**任務目標**
a - 關於定日地震後援藏校長的文本段落,請回答:
(i) 在措昂村安置點叫住汪海鯨的孩子當時正在做什麼?
(ii) 2025年1月7日西藏定日發生的地震是幾級?
(iii) 從1月10日開始,汪海鯨每天睡幾個小時?
b - 請印出文本段落中的一段:以含有「他從上海到西藏定日,希望一點點平息孩子們心中的「餘震」」的文字開頭,到「急馳援震中,一切都是值得的。」為止。

**文本段落**
※ ※ ※

他從上海到西藏定日,希望一點點平息孩子們心中的「餘震」

鬱斐 設計
1月11日,西藏定日震後,在曲洛鄉措昂村安置點的空地上,正在調研震區情況的汪海鯨被一個孩子叫住了。
「汪校長?」孩子正在踢球,似乎意外於在這樣的場合還能見到自己認識的人。得到汪海鯨的回應後,這個孩子轉頭朝自己的小夥伴雀躍地說,「你看,這是我們學校校長!」
汪海鯨深深記得孩子臉上的小驚喜與小驕傲。心疼、感慨,種種情緒湧上來。他知道,自己從千裡外的上海前來援藏,此番又緊急馳援震中,一切都是值得的。

汪海鯨鏡頭下的孩子們。本文圖片均由 受訪者 提供
2025年1月7日,西藏定日發生6.8級地震,牽動人心。作為上海對外經貿大學附屬鬆江實驗學校花園分校黨總支書記,汪海鯨自2022年7月起在西藏日喀則定日縣開展為期三年的教育援藏工作,擔任定日縣教育局黨組成員、副局長,定日縣第二初級中學校長。1月7日,他本在元旦回滬休整的假期中,地震發生後,他緊急返崗。1月8日一早從上海出發,一路輾轉成都、拉薩、日喀則,終於在9日中午抵達定日。
1月13日,汪海鯨在接受澎湃新聞(www.thepaper.cn)記者採訪時說,連日來,他走過在震區的學校,記錄校舍受災情況;走過安置點的帳篷,陪孩子們聊天,看他們踢球,給他們留影;寫材料、溝通,把震區一線的情況向後方傳遞,再找些需要的物資……從1月10日開始,他每天只睡四五個小時,睏了就在轉場的車上打個盹。

※ ※ ※

**擷取資料**
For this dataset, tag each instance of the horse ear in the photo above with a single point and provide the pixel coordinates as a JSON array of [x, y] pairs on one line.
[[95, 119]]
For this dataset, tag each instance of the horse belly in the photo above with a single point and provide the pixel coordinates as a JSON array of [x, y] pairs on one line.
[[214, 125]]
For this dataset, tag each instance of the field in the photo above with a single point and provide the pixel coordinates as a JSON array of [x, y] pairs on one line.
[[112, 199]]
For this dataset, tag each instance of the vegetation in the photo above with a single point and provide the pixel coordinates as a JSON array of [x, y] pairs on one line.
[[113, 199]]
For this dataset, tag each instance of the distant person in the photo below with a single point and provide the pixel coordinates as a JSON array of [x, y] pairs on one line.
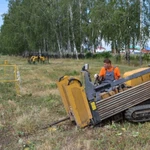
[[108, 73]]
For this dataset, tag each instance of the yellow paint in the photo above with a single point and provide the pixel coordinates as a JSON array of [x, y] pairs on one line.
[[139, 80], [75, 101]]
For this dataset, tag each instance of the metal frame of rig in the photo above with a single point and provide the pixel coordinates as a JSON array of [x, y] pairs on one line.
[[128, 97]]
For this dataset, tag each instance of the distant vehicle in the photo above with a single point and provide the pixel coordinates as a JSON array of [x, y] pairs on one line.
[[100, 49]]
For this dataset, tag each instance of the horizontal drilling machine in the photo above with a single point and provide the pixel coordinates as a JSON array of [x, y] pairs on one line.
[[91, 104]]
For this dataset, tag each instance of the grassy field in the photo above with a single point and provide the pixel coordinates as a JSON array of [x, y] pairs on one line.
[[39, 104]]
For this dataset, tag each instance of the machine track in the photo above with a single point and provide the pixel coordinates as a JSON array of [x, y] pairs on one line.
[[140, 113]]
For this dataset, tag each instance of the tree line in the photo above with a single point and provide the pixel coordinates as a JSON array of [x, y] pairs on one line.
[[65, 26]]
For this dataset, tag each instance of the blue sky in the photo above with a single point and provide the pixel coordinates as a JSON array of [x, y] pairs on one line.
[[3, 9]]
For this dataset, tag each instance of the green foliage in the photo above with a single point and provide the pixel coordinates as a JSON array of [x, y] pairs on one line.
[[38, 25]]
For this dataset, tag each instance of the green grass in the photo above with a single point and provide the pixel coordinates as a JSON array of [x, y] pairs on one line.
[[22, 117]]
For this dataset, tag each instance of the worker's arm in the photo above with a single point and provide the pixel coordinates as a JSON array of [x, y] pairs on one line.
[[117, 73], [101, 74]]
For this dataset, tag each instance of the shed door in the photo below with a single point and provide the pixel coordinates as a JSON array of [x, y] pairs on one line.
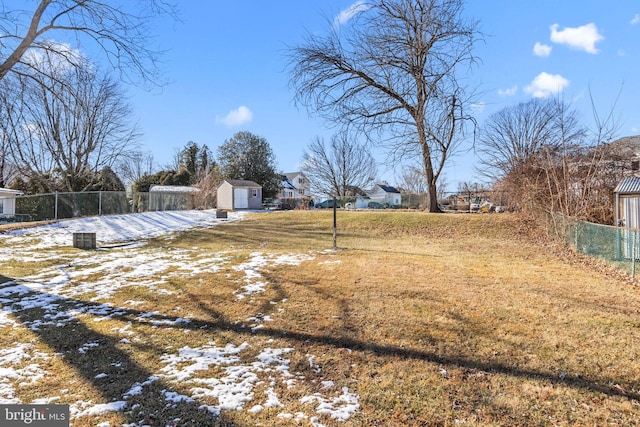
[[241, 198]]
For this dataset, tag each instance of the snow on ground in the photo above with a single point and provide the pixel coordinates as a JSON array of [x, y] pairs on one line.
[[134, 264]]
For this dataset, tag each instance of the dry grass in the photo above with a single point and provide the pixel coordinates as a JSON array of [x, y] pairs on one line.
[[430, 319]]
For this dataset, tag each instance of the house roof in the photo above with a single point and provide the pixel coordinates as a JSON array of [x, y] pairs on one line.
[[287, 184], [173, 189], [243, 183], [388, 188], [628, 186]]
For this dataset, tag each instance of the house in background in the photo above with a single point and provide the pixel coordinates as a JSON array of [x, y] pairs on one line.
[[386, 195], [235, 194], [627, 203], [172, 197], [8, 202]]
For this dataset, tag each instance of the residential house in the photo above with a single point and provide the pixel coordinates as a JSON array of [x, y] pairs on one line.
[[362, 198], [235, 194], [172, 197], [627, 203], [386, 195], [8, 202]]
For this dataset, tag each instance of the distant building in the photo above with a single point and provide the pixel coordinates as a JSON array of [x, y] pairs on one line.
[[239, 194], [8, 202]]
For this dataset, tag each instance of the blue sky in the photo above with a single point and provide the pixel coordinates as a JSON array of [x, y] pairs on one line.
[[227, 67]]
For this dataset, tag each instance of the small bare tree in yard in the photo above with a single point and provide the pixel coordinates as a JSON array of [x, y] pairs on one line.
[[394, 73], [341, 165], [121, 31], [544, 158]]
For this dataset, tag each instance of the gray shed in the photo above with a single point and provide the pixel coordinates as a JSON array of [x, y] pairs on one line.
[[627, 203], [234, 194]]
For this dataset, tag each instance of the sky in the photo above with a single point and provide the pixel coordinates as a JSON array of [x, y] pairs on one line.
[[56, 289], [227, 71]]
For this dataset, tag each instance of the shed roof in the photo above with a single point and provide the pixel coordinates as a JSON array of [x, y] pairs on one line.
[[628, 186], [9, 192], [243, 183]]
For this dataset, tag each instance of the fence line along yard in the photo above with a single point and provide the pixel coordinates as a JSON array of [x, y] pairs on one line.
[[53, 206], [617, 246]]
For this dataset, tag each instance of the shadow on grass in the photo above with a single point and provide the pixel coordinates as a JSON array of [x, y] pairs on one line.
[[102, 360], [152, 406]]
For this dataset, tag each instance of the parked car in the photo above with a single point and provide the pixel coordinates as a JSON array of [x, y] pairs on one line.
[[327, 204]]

※ ※ ※

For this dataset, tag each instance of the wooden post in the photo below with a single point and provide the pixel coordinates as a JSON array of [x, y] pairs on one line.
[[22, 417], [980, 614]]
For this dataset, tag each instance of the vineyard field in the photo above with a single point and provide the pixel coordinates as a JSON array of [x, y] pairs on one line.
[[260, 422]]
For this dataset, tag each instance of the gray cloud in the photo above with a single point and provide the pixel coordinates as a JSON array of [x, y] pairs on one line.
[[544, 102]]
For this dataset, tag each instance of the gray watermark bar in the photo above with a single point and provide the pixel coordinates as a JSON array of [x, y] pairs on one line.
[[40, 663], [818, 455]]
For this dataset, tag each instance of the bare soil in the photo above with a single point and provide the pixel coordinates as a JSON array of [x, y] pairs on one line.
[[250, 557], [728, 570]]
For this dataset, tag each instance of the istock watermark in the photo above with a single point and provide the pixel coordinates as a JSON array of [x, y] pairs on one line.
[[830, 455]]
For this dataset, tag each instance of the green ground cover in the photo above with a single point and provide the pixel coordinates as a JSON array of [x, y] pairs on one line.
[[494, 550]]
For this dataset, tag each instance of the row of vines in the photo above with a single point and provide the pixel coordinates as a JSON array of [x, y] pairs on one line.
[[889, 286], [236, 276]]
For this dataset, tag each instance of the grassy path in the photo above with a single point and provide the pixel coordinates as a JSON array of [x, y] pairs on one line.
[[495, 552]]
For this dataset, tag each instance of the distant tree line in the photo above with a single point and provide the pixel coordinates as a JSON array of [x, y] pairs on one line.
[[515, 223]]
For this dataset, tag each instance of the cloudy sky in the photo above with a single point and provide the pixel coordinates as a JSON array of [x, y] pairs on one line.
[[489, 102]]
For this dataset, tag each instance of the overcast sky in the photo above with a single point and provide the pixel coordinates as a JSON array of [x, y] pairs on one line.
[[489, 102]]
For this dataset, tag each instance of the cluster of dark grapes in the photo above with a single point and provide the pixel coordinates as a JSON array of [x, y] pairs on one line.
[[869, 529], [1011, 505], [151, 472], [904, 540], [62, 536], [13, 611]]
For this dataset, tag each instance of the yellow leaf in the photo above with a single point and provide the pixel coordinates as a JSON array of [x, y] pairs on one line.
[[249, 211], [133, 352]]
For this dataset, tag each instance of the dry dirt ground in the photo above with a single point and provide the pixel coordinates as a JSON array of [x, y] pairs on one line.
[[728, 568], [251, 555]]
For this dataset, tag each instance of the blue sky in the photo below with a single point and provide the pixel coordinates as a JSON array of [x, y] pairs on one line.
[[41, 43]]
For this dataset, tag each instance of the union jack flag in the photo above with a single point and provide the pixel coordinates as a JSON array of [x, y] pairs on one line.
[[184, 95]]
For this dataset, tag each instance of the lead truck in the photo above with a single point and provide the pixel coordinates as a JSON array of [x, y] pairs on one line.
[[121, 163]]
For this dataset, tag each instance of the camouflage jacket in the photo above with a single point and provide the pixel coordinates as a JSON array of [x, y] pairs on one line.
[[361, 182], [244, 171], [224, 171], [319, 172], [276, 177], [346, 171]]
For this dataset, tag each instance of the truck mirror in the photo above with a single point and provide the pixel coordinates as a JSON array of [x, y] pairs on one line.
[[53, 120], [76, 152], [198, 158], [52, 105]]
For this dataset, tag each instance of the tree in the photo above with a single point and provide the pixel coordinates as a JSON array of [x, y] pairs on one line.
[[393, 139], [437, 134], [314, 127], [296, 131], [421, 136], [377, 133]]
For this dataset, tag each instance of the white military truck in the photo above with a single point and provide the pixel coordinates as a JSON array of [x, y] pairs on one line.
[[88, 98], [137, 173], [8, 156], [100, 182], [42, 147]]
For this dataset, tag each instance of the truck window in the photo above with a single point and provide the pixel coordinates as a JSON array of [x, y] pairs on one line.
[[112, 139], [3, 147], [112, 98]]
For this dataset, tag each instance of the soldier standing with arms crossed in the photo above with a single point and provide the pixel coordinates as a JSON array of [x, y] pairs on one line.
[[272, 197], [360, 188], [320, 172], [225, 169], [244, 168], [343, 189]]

※ ※ ※

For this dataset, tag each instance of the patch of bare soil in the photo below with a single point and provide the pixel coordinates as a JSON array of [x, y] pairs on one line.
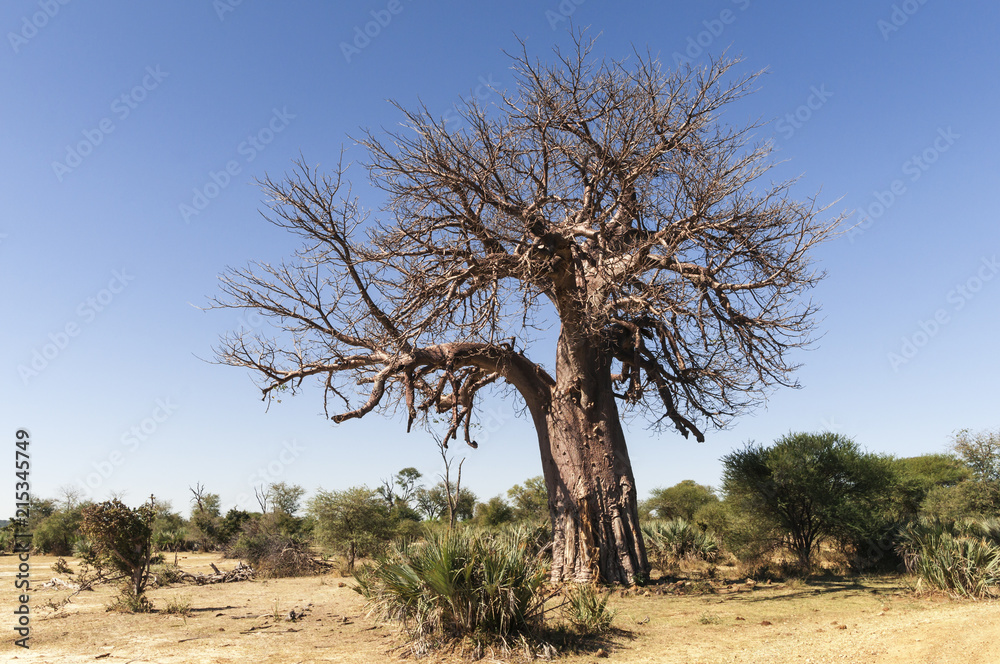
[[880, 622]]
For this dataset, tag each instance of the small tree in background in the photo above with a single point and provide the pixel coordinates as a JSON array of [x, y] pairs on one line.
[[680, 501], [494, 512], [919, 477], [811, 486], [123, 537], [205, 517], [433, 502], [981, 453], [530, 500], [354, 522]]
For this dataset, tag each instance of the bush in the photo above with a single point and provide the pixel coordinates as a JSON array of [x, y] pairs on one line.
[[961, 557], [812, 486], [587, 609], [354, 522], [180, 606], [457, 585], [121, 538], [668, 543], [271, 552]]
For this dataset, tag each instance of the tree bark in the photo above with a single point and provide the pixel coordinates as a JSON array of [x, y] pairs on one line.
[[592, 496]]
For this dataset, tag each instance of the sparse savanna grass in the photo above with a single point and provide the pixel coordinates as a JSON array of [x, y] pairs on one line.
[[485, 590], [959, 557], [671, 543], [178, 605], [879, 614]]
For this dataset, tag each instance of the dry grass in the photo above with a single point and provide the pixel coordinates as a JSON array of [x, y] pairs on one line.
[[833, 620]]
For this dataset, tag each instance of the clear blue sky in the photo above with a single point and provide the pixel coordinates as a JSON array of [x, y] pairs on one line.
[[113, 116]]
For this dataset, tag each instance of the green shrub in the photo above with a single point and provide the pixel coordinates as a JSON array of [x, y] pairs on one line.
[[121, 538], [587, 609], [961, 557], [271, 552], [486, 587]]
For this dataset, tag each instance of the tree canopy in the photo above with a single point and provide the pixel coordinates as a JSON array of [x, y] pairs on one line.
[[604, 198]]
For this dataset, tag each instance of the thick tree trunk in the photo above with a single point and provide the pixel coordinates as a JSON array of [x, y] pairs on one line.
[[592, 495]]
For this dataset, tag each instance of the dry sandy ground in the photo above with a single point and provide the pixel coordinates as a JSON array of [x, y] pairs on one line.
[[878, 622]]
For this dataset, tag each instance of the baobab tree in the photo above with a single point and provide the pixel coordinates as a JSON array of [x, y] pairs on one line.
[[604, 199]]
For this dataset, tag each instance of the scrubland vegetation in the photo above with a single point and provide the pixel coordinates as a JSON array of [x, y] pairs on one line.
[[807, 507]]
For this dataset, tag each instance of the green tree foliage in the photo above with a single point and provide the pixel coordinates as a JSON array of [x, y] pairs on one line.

※ ※ ※

**任務解答**
a -
(i) 正在踢球。
(ii) 6.8級。
(iii) 四五個小時。

b -
他從上海到西藏定日,希望一點點平息孩子們心中的「餘震」

鬱斐 設計
1月11日,西藏定日震後,在曲洛鄉措昂村安置點的空地上,正在調研震區情況的汪海鯨被一個孩子叫住了。
「汪校長?」孩子正在踢球,似乎意外於在這樣的場合還能見到自己認識的人。得到汪海鯨的回應後,這個孩子轉頭朝自己的小夥伴雀躍地說,「你看,這是我們學校校長!」
汪海鯨深深記得孩子臉上的小驚喜與小驕傲。心疼、感慨,種種情緒湧上來。他知道,自己從千裡外的上海前來援藏,此番又緊急馳援震中,一切都是值得的。